**PAGE EXCERPT:**
--- Begin ---

Module 0: Introduction to Text Encoding and the TEI

4. XML: Ground Rules

4.1. Recommendation

XML is a metalanguage by which one can create separate markup languages for separate purposes. It is platform-, software-, and system-independent and no-one “owns” XML, although specific XML markup languages can be owned by their creators. Generally speaking, XML empowers the content provider and facilitates data integration, exchange, maintenance, and extraction. XML is currently the de facto standard on the World Wide Web partly because HTML (Hypertext Markup Language) was rephrased as an XML encoding language. XML is edited and managed by the W3C which also published the specification as a recommendation in 1998 (Bray, Paoli, and Sperberg-McQueen 1998).

The big selling point of XML is that it is text-based. This means that each XML encoding language is entirely built up in ASCII (American Standard Code for Information Interchange), or plain text, and can be created and edited using a simple text-editor like Notepad or its equivalents on other platforms. However, when you start working with XML, you will soon find that it is better to edit XML documents using a professional XML editor. While plain text-editors don’t know that you’re writing TEI, XML editors will help you write error-free XML documents, validate your XML against a DTD or a schema, force you to stick to a valid XML structure, and enable you to perform transformations.

--- End ---

Coordinate annotation rows:
--- Begin ---

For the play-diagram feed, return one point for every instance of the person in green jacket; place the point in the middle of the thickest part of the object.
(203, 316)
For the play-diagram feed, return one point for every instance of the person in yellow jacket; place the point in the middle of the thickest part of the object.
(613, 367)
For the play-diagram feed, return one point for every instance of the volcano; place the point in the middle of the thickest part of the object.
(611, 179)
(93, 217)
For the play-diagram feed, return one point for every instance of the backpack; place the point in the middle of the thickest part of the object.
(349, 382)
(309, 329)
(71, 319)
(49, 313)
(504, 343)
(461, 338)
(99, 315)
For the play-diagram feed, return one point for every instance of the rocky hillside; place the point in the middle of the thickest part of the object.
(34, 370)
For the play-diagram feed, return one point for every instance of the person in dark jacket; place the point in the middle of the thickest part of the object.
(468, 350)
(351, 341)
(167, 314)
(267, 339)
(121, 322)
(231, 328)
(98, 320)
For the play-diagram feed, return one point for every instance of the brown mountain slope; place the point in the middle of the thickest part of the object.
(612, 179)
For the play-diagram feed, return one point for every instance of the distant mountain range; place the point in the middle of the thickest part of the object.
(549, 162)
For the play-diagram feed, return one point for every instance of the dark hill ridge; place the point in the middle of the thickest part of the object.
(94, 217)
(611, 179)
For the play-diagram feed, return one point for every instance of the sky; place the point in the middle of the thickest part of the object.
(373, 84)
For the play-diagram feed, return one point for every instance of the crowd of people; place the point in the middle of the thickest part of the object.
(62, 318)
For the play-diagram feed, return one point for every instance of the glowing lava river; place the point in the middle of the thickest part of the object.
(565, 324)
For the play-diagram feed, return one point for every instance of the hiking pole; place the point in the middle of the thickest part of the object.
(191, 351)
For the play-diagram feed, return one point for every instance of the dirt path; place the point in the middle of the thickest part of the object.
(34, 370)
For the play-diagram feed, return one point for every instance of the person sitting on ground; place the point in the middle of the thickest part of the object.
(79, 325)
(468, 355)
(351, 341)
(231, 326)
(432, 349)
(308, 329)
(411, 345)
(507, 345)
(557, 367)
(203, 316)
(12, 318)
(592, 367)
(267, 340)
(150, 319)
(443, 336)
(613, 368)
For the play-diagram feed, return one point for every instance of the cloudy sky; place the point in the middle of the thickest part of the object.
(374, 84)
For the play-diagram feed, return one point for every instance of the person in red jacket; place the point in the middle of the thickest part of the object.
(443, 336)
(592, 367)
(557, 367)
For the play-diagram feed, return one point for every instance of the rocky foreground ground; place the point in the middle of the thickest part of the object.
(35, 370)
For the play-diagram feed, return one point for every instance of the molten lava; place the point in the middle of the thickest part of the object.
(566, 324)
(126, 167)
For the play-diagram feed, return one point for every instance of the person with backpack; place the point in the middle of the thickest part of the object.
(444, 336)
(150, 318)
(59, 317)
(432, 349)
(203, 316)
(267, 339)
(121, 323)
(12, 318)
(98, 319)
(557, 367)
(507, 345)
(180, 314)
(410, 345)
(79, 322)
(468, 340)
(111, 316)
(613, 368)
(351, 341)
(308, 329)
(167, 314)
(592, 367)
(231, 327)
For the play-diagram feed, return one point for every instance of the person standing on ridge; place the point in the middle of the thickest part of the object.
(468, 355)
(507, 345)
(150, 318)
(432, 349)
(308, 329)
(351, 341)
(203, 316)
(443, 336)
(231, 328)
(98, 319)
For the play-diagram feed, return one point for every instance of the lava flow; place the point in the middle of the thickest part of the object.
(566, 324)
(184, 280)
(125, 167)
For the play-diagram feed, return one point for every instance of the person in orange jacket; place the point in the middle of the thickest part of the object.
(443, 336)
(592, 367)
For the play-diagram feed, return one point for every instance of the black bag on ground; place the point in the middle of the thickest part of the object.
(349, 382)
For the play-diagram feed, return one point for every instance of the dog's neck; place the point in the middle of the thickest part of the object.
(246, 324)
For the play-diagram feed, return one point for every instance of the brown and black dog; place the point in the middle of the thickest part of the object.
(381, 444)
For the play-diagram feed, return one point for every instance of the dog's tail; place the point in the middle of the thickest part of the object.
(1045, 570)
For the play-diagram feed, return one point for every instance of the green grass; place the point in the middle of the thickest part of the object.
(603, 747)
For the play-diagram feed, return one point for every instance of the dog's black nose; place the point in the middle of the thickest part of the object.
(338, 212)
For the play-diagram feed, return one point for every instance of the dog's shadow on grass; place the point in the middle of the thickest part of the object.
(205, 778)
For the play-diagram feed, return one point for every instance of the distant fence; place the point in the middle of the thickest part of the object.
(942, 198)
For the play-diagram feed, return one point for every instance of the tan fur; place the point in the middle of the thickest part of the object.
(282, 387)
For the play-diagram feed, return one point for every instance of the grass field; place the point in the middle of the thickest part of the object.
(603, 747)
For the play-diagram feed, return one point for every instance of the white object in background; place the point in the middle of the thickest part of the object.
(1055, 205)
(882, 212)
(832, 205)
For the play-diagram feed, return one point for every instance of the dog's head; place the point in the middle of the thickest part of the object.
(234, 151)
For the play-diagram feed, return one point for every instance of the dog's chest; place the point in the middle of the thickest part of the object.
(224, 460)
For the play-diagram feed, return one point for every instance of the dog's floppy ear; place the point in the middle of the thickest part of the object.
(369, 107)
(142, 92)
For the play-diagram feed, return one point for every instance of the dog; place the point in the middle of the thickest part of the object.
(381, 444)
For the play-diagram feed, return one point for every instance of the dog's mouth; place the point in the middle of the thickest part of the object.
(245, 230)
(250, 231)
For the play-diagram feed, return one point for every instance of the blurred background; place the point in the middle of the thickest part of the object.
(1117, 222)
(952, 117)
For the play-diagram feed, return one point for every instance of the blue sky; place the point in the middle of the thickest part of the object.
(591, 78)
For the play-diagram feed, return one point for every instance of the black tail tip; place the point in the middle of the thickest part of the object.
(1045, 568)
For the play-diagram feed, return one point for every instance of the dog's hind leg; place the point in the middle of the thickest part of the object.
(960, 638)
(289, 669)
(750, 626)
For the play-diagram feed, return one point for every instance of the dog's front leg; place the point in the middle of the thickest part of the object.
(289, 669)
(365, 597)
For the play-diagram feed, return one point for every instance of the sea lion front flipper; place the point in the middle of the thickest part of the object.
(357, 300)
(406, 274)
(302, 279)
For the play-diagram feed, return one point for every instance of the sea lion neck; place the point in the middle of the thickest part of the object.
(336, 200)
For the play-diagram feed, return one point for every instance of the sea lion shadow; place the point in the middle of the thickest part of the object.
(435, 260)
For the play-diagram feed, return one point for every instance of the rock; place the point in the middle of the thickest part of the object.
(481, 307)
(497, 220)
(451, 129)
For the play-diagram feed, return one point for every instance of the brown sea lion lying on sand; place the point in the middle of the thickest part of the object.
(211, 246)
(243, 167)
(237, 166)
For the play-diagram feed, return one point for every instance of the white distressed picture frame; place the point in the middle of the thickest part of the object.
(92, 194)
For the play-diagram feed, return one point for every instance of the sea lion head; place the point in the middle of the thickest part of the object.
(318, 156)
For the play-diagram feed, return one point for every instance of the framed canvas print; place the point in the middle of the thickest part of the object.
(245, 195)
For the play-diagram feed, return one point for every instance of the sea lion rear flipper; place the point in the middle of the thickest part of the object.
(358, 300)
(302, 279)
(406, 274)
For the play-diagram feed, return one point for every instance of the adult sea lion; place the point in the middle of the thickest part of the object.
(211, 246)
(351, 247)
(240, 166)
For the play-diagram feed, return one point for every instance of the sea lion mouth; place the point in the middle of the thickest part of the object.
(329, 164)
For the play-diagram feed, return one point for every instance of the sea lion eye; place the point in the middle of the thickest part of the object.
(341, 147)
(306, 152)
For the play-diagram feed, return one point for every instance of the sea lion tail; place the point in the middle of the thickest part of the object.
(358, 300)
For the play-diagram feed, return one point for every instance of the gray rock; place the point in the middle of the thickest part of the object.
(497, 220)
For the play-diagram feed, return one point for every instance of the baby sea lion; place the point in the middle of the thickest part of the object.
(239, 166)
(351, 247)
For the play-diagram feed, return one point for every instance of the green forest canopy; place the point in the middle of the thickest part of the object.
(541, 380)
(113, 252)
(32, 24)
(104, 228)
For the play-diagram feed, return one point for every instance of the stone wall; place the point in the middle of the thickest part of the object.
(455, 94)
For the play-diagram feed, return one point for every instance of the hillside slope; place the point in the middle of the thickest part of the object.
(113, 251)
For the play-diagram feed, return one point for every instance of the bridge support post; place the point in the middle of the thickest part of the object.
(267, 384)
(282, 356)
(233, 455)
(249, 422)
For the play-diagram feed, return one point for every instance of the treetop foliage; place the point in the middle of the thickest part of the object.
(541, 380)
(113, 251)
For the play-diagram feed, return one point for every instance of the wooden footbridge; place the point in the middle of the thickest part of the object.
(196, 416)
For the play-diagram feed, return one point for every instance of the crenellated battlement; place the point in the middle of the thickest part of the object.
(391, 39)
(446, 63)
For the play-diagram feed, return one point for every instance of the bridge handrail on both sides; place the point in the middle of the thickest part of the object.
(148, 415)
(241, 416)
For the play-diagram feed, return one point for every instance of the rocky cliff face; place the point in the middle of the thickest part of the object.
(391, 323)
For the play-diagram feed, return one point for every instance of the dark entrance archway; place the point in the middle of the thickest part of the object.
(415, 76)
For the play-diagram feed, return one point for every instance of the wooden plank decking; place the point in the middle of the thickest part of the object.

--- End ---

**WORK INSTRUCTIONS:**
a) Reproduce the XML ground rules passage between "The big selling" and "to perform transformations.", inclusive.
b) How many lines in the rows contain the string "head", matching case exactly? Reply with the number alone.

**ANSWERS GIVEN:**
a)
The big selling point of XML is that it is text-based. This means that each XML encoding language is entirely built up in ASCII (American Standard Code for Information Interchange), or plain text, and can be created and edited using a simple text-editor like Notepad or its equivalents on other platforms. However, when you start working with XML, you will soon find that it is better to edit XML documents using a professional XML editor. While plain text-editors don’t know that you’re writing TEI, XML editors will help you write error-free XML documents, validate your XML against a DTD or a schema, force you to stick to a valid XML structure, and enable you to perform transformations.

b) 2